WHAT IS BEING ASKED:
The answer should be the lines from the one with "Task: one point marks each instance of the bed" through the final line of the entries, restated word for word.

....

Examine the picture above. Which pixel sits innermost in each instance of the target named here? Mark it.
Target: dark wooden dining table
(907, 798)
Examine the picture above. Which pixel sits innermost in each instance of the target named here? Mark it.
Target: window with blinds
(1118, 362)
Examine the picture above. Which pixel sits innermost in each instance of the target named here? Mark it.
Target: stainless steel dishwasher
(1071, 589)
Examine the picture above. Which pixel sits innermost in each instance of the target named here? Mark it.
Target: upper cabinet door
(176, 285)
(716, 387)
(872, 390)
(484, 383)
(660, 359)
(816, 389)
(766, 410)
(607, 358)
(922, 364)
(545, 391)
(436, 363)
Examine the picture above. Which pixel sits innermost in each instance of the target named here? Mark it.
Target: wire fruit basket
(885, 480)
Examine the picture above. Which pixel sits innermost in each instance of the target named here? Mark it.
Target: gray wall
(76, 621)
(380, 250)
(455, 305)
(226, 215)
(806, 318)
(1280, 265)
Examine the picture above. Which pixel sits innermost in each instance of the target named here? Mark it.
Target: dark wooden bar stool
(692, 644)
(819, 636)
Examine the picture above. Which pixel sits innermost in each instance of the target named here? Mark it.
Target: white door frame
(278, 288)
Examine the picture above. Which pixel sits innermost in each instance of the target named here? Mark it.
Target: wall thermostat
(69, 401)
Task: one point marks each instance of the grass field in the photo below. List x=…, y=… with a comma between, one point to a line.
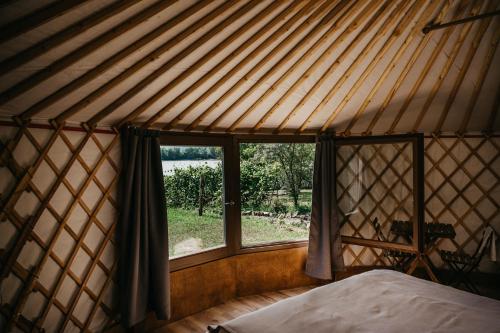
x=190, y=233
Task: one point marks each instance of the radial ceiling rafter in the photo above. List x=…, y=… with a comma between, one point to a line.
x=284, y=81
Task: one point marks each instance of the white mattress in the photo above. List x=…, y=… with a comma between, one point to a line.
x=376, y=301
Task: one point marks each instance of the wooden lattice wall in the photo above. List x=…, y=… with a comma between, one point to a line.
x=58, y=199
x=462, y=187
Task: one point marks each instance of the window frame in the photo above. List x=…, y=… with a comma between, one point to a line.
x=278, y=245
x=232, y=213
x=417, y=142
x=224, y=141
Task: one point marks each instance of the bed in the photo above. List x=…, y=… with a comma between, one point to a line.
x=375, y=301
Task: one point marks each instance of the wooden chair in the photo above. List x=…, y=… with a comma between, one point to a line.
x=463, y=264
x=397, y=259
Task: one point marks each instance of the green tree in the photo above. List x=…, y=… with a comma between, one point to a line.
x=296, y=162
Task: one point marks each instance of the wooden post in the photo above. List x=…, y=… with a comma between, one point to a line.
x=201, y=194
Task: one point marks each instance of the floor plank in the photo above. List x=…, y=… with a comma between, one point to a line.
x=198, y=322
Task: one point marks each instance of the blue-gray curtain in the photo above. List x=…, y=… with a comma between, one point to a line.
x=142, y=236
x=325, y=245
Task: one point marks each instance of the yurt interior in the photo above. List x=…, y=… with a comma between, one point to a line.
x=237, y=166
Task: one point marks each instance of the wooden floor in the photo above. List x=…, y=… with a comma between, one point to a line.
x=198, y=322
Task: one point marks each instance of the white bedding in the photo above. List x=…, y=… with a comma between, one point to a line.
x=376, y=301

....

FINISHED TASK:
Task: one point marks each instance of the bed in the photo above. List x=…, y=… with a comma between, one point to a line.
x=375, y=301
Task: one point marks each instance of the wooden chair in the photo above. List x=…, y=… with a comma between, one point to a line.
x=463, y=264
x=397, y=259
Task: one point marks each instance of the green tree in the photo above. List x=…, y=… with a comma between, one point to a line.
x=296, y=162
Task: one point marks each instance of the wooden post in the photo above. List x=…, y=… with a comma between, one point to a line.
x=201, y=194
Task: one point marks each instance of the floor plank in the photo above. List x=…, y=… with a comma between, one point to a line.
x=198, y=322
Task: one point marks each instance of the blue-gray curtain in the photo above. List x=…, y=… with a comma between, one point to a line.
x=142, y=236
x=325, y=245
Task: one point marks each instance of the yurt interior in the photo above. List x=…, y=… with a comma between, one point to a line.
x=237, y=166
Task: one point marks each instance of the wooden floor in the photo above. List x=…, y=… with a comma between, one point to a line.
x=198, y=322
Task: one point marks each instance of the white bedding in the photo above. List x=…, y=… with a comma between, one point to a line.
x=376, y=301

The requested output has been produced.